**What the task asks:** Update the records below, replacing "photo" with "picture" everywhere it appears and keeping every other line unchanged. Leave the pictures out of your answer.

Image object location entries
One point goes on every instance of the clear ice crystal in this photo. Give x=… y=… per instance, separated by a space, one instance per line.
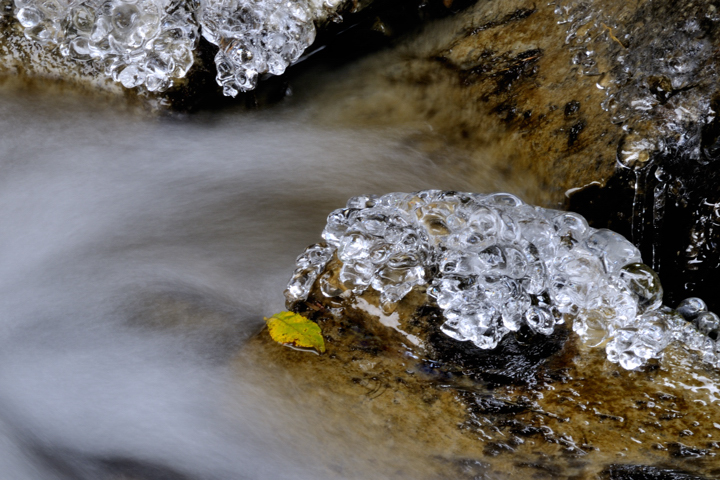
x=255 y=37
x=150 y=43
x=495 y=265
x=138 y=42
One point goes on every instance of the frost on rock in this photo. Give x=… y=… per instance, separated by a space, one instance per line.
x=151 y=42
x=495 y=265
x=255 y=37
x=146 y=42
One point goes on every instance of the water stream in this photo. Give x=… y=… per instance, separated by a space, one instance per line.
x=104 y=214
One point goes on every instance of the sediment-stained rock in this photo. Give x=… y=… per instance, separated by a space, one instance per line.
x=540 y=403
x=547 y=409
x=611 y=104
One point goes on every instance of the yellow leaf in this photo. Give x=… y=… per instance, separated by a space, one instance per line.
x=292 y=329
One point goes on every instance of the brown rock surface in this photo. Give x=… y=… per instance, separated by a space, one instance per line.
x=385 y=391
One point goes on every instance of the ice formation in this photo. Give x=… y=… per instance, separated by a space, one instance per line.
x=151 y=42
x=495 y=265
x=144 y=43
x=257 y=37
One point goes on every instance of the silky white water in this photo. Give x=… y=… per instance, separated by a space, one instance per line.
x=104 y=212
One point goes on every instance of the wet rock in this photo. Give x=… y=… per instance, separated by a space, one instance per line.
x=412 y=401
x=640 y=472
x=611 y=104
x=406 y=412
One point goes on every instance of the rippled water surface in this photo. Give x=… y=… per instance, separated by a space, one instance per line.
x=103 y=215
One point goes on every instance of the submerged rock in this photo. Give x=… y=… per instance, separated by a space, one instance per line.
x=612 y=104
x=422 y=404
x=153 y=43
x=495 y=266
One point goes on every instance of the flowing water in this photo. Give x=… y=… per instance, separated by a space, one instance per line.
x=105 y=213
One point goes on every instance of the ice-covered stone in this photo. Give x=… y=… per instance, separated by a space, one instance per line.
x=495 y=265
x=137 y=42
x=151 y=43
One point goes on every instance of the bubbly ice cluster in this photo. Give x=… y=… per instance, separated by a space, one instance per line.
x=255 y=37
x=137 y=42
x=495 y=265
x=151 y=42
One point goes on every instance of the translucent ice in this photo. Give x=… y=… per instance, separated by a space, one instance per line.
x=495 y=265
x=151 y=42
x=143 y=42
x=255 y=37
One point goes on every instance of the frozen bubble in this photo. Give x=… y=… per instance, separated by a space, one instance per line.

**Result of this exercise:**
One point goes on every instance of the clear ice crystal in this picture. Give x=… y=… per instance, separated by a space, one instance per line.
x=255 y=37
x=150 y=43
x=495 y=265
x=138 y=42
One point goes on every instance of the frost on rock in this picture. Give x=… y=… per instance, separated by a space, one instance per line.
x=151 y=42
x=495 y=265
x=255 y=37
x=146 y=42
One point goes on every instance of the water stream in this picture. Give x=… y=… per instance, separated by a space, one instance per line.
x=104 y=214
One point goes on every instance of the sediment-stained rock in this picture. Give x=… y=… per instance, separated by a space, one instance per line.
x=540 y=403
x=547 y=409
x=611 y=104
One point goes on every instance of the yellow leaf in this picture. Give x=… y=… per instance, separated by a space, one instance per line.
x=292 y=329
One point goes on every instance of the brown rock surface in this picture. Give x=… y=… per instance, separated by a space, one instance per line.
x=385 y=391
One point goes on every instance of the ice formation in this picture. Give x=… y=… per instance, separated by a space, one instance per line.
x=151 y=42
x=495 y=265
x=144 y=43
x=257 y=37
One point goes on every instance of the silky white water in this picture. Give x=… y=… per instance, separated by a space, one instance per line.
x=104 y=212
One point goes on every instance of the wet rock in this picture. Give x=… y=… per instance, separated by a space, one instance per line.
x=412 y=401
x=640 y=472
x=611 y=104
x=406 y=412
One point goes on every instance of the rippled water surface in this picture. Give x=… y=… per instance, separated by a space, one instance per line.
x=103 y=215
One point goes on every instance of the submerged rock in this picture. Give x=… y=… per instance, separated by a space, one instance per line.
x=612 y=104
x=422 y=404
x=153 y=43
x=495 y=266
One point goes on every instance of the flowing water in this picture. Give x=… y=… per instance, separated by a space, one instance per line.
x=105 y=213
One point goes on every instance of the ice-covered stone in this picture. Give x=… y=… per instance, separated by a space, one instance per line.
x=495 y=265
x=137 y=42
x=151 y=43
One point goes on every instance of the bubbly ice cluster in this picture. Give x=… y=… per instance, separated by a space, one instance per line.
x=255 y=37
x=137 y=42
x=495 y=265
x=151 y=42
One point goes on every instance of the translucent ice in this picture. Give x=… y=… per instance, separated by a space, one instance per line.
x=495 y=265
x=151 y=42
x=143 y=42
x=255 y=37
One point goes on every instance of the frozen bubble in this picture. Give x=… y=… per instance, separated by a space, one instance per line.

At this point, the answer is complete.